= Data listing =
######

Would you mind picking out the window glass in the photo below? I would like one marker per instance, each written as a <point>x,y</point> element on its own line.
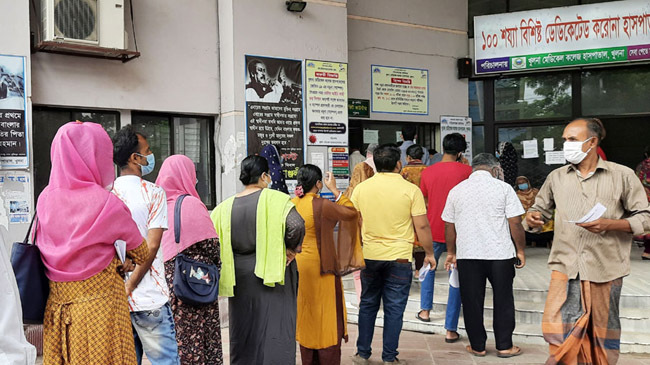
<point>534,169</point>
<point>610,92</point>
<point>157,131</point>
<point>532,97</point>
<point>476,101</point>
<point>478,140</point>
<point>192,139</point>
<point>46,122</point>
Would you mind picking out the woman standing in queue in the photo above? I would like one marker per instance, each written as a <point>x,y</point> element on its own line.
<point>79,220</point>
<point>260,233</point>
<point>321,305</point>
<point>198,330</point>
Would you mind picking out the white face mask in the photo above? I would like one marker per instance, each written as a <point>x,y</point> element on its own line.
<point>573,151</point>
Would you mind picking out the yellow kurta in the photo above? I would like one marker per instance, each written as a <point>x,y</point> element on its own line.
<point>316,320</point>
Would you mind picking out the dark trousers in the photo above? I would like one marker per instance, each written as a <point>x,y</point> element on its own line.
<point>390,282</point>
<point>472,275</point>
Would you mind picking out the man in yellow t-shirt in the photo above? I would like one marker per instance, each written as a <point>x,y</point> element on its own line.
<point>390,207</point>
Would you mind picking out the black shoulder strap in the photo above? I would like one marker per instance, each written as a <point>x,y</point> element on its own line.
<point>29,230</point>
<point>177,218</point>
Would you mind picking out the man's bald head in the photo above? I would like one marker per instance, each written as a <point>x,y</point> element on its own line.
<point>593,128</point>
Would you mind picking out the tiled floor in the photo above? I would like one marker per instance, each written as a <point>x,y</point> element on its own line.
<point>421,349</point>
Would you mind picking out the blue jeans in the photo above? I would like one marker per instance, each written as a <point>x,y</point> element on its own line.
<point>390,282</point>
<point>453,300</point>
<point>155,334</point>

######

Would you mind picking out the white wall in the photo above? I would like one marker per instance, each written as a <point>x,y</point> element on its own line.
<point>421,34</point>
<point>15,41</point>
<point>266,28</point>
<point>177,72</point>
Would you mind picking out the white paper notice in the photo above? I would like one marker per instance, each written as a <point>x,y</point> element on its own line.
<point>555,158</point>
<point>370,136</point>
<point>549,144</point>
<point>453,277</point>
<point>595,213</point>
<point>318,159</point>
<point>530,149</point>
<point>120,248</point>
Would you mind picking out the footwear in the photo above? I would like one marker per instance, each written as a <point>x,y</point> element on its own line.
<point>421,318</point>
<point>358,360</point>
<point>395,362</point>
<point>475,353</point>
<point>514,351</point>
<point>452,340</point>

######

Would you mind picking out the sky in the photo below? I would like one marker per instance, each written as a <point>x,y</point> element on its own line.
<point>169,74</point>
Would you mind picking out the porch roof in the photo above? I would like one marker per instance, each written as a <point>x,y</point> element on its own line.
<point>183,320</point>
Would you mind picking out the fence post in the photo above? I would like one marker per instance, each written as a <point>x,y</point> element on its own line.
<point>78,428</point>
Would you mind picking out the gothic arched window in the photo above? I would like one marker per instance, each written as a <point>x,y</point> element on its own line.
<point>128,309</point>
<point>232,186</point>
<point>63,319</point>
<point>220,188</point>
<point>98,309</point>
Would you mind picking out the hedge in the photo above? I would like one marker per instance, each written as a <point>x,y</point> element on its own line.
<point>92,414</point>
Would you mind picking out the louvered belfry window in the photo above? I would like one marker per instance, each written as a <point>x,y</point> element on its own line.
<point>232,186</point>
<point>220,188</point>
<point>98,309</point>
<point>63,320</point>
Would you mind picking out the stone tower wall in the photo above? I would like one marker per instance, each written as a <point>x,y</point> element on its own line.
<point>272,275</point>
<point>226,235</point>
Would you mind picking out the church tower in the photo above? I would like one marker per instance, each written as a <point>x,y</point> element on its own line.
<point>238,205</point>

######

= What this task involves =
Count the lines of the items that contain the string "black", treating uppercase and lowercase letters as distinct. Give only the number.

= Response to this exercise =
1